Exercise instructions.
• 1. In the passage on Mr. Plekhanov, who is named as the chieftain of the German capitalists?
• 2. Reproduce the passage on Mr. Plekhanov word for word, starting at the words "This, literally, is" and stopping after "in the face.".

Source.
● ● ● ● ●

This, literally, is what he writes. The reader can scarcely believe the evidence of his own eyes. Can it be that Mr. Plekhanov has sunk to the level of Novoye Vremya and Russkaya Volya? Believe it or not, but the fact stares you in the face.
Mr. Plekhanov’s shamelessness knows no bounds. He is perfectly familiar with the Bolshevik literature published abroad. He knows perfectly well that all Bolsheviks, times without number, in their speeches, articles, and resolutions, have always declared that the war on the party of Germany was just as predatory and imperialist as it was on the part of the other belligerent “Great” Powers. The German capitalists, and their chieftain, the crowned brigand Wilhelm, are the same imperialist predators as the capitalists of other countries are.

● ● ● ● ●

Provided material.
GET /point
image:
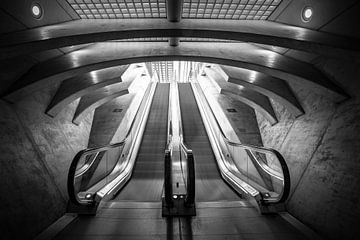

● ● ● ● ●

Results by task.
• 1. The crowned brigand Wilhelm.

• 2.
This, literally, is what he writes. The reader can scarcely believe the evidence of his own eyes. Can it be that Mr. Plekhanov has sunk to the level of Novoye Vremya and Russkaya Volya? Believe it or not, but the fact stares you in the face.